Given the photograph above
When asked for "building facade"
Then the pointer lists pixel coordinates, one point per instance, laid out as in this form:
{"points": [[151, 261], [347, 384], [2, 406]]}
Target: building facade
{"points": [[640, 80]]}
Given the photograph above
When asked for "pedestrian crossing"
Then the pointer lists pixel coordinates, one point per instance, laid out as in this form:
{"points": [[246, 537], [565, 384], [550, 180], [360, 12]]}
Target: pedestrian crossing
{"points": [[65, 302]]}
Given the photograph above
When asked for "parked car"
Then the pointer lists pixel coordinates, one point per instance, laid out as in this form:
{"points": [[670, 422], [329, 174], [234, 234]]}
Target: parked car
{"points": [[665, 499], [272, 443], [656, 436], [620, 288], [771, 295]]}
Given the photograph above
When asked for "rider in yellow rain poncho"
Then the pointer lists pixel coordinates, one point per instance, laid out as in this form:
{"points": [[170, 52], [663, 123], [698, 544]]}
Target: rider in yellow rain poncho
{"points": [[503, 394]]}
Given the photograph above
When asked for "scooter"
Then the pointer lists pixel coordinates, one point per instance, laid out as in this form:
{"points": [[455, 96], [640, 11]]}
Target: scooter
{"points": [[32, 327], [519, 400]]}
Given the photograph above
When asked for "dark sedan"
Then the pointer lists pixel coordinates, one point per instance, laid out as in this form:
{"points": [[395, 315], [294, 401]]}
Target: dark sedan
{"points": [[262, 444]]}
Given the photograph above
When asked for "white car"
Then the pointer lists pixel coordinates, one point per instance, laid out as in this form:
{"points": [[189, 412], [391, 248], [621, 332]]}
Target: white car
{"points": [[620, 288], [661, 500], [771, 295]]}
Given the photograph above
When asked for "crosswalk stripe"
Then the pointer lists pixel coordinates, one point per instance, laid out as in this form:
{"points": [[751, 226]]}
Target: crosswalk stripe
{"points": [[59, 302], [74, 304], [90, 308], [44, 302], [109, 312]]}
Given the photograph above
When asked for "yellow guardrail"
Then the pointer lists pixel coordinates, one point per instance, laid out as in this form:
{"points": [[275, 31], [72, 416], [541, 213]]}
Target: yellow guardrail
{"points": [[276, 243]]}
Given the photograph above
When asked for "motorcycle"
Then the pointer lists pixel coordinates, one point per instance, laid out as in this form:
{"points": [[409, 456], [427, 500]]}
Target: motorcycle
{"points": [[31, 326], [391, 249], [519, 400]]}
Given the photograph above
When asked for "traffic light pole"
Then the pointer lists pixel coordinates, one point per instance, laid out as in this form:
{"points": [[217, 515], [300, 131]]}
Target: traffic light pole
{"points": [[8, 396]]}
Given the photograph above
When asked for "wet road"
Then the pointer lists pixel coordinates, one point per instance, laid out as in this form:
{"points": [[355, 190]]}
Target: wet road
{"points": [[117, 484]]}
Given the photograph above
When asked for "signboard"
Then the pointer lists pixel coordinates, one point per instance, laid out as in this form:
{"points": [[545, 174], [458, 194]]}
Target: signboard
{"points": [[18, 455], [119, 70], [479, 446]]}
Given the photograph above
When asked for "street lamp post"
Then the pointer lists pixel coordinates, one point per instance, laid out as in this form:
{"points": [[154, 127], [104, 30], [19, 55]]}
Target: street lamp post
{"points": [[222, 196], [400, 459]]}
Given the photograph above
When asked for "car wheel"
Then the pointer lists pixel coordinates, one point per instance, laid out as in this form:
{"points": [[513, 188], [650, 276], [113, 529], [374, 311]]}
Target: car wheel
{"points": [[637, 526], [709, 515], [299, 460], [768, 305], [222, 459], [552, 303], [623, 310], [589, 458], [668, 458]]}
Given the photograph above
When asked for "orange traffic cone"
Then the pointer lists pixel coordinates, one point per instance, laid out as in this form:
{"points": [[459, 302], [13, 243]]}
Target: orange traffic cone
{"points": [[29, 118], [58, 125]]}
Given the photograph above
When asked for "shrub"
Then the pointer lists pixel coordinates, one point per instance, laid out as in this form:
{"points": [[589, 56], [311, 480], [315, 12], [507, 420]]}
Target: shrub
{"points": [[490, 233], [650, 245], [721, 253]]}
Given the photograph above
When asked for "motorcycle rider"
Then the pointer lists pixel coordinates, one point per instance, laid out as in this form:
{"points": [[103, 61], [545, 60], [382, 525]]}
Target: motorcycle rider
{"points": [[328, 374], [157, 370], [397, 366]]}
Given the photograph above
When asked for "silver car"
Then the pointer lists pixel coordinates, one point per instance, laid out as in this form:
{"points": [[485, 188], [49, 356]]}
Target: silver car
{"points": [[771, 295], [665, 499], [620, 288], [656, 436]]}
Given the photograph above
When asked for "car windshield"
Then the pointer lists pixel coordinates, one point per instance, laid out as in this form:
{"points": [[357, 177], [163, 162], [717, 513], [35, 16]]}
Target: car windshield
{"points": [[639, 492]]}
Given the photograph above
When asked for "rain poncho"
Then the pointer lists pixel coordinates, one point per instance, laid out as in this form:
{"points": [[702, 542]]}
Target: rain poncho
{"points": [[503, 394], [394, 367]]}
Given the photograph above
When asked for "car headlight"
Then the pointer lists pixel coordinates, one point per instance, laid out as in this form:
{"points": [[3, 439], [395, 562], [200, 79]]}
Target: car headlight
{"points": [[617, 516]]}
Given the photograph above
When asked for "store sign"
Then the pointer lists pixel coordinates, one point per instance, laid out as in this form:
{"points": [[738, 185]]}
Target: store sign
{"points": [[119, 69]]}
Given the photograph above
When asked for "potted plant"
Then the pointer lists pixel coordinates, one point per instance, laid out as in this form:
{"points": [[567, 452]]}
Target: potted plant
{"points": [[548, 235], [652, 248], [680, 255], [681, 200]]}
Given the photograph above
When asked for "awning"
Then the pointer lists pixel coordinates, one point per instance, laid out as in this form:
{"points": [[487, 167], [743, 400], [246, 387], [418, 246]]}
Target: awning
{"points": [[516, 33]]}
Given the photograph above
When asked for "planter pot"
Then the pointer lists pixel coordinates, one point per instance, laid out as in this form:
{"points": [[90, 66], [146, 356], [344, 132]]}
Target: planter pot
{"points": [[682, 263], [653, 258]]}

TASK INSTRUCTIONS: Repeat the material above in full, keeping every word.

SOLUTION:
Given the photograph above
When asked for "building facade"
Then the pointer lists pixel coordinates, one point per instance, laid out as in this form:
{"points": [[151, 261], [347, 384], [2, 406]]}
Target: building facade
{"points": [[640, 80]]}
Given the photograph above
When asked for "pedestrian crossing"
Then the pointer lists pixel coordinates, one point per instance, laid out as in this form:
{"points": [[246, 537], [565, 384], [550, 180], [360, 12]]}
Target: pedestrian crossing
{"points": [[65, 302]]}
Given the photograph above
When asked for "parked car"
Then the pointer lists pixel coordinates, one point per instance, laid out as in this form:
{"points": [[670, 422], [329, 174], [234, 234]]}
Target: parked car
{"points": [[665, 499], [272, 443], [656, 436], [620, 288], [771, 295]]}
Given the photograph above
When asked for "rider in yellow rain poncho"
Then the pointer lists pixel coordinates, one point per instance, laid out as in this form:
{"points": [[170, 52], [663, 123], [698, 544]]}
Target: rider in yellow rain poncho
{"points": [[503, 394]]}
Given the photograph above
When asked for "scooter"
Then the pointer lists pixel coordinates, one point per instance, laid out as in this form:
{"points": [[455, 96], [640, 11]]}
Target: scooter
{"points": [[32, 327], [519, 400]]}
Given the photograph above
When asked for "dark sedan"
Then the pointer lists pixel coordinates, one point per instance, laid out as in this form:
{"points": [[395, 315], [294, 401]]}
Target: dark sedan
{"points": [[262, 444]]}
Given the photograph above
When asked for "white car"
Then the pointer lists pixel coordinates, one point per instance, laid out as in this form:
{"points": [[189, 412], [391, 248], [621, 332]]}
Target: white car
{"points": [[620, 288], [661, 500], [771, 295]]}
Given the photograph above
When asked for "crosswalk stripe"
Then the pointer lists pixel coordinates, one point per instance, laid out as in this form:
{"points": [[751, 226]]}
Target: crosswalk stripe
{"points": [[59, 302], [74, 304], [90, 308], [44, 302], [109, 312]]}
Given the photograph above
When asked for "yellow guardrail"
Then the pointer lists pixel coordinates, one point per instance, laid out as in this form:
{"points": [[275, 31], [72, 416], [541, 213]]}
Target: yellow guardrail
{"points": [[276, 243]]}
Given the photograph above
When asked for "motorcycle"
Then the pointer lists pixel coordinates, one point per instance, laid out as in this form:
{"points": [[409, 456], [427, 500]]}
Target: motorcycle
{"points": [[31, 326], [391, 249], [519, 400]]}
Given the photograph above
When asked for "traffic light pole"
Then the pointer lists pixel coordinates, one point per instance, laid out as in this form:
{"points": [[217, 515], [300, 131]]}
Target: traffic light pole
{"points": [[8, 396]]}
Given the photograph above
When asked for "wet road"
Then the pointer lists pixel coordinates, one point per instance, laid out as in this form:
{"points": [[355, 190]]}
Target: wet road
{"points": [[117, 484]]}
Given the photograph above
When asked for "signboard"
Then the pointer lists pixel coordinates, one point per instance, laid out as in this form:
{"points": [[545, 174], [458, 194]]}
Target: signboard
{"points": [[18, 455], [119, 70], [479, 446]]}
Given the photograph above
When asked for "street lamp post"
Then the pointer lists pixel coordinates, one point per instance, laid out as in this form:
{"points": [[154, 127], [104, 30], [19, 55]]}
Target: street lamp post
{"points": [[222, 196], [400, 459]]}
Given the photograph above
When asked for "car wheel"
Then the pointer lists pixel coordinates, one point per instance, laid out as in this form:
{"points": [[513, 188], [650, 276], [113, 529], [374, 311]]}
Target: car wheel
{"points": [[637, 526], [709, 515], [299, 460], [768, 305], [222, 459], [552, 303], [623, 310], [589, 458], [668, 458]]}
Given the photograph above
When asked for "orange traffic cone"
Then the pointer lists pixel coordinates, one point per instance, laid out as in this form:
{"points": [[459, 302], [13, 243]]}
Target: orange traffic cone
{"points": [[29, 118], [58, 125]]}
Given the photograph above
When asked for "shrub"
Then the pointer lists pixel coordinates, one point per instance, laid out as in this form:
{"points": [[589, 56], [311, 480], [315, 12], [507, 420]]}
Target: shrub
{"points": [[490, 233], [650, 245], [721, 253]]}
Given the photograph above
When asked for "motorcycle rider"
Then the pointer lists pixel coordinates, one point per instance, laid out as in this form:
{"points": [[103, 61], [545, 60], [382, 525]]}
Target: motorcycle rider
{"points": [[328, 374], [157, 370], [397, 366]]}
Given the photograph above
When asked for "silver car"
Then the pointer lists pixel coordinates, one point per instance, laid out as in this form:
{"points": [[485, 188], [49, 356]]}
Target: silver car
{"points": [[771, 295], [665, 499], [620, 288], [656, 436]]}
Given the photograph above
When asked for "car windshield"
Then the pointer lists pixel coordinates, one point per instance, laid out as in this form:
{"points": [[357, 177], [163, 162], [717, 513], [35, 16]]}
Target: car windshield
{"points": [[639, 492]]}
Given the photograph above
When asked for "rain poncho"
Then the pointer lists pixel coordinates, one point per instance, laid out as in this form:
{"points": [[702, 542]]}
Target: rain poncho
{"points": [[503, 394], [394, 367]]}
Given the photograph above
When asked for "car headlight"
Then the pointer lists pixel coordinates, one point per instance, laid out as in this form:
{"points": [[3, 439], [395, 562], [200, 79]]}
Target: car headlight
{"points": [[617, 516]]}
Given the photograph above
When asked for "store sign"
Then the pointer lists pixel coordinates, one point per instance, laid out as in this form:
{"points": [[738, 185]]}
Target: store sign
{"points": [[119, 69]]}
Given the photograph above
When asked for "potted plant"
Then the pointer lists pixel coordinates, one point per instance, laid out as in this form:
{"points": [[567, 452]]}
Target: potted plant
{"points": [[548, 235], [652, 248], [680, 255], [681, 200]]}
Given the photograph above
When asked for "awning"
Then the pointer lists pixel coordinates, one point per instance, laid out as in this form:
{"points": [[487, 167], [743, 400], [246, 387], [418, 246]]}
Target: awning
{"points": [[516, 33]]}
Given the photograph above
When asked for "planter pot"
Then the pointer lists pixel coordinates, one point per instance, laid out as in this form:
{"points": [[90, 66], [146, 356], [344, 132]]}
Target: planter pot
{"points": [[682, 263], [653, 258]]}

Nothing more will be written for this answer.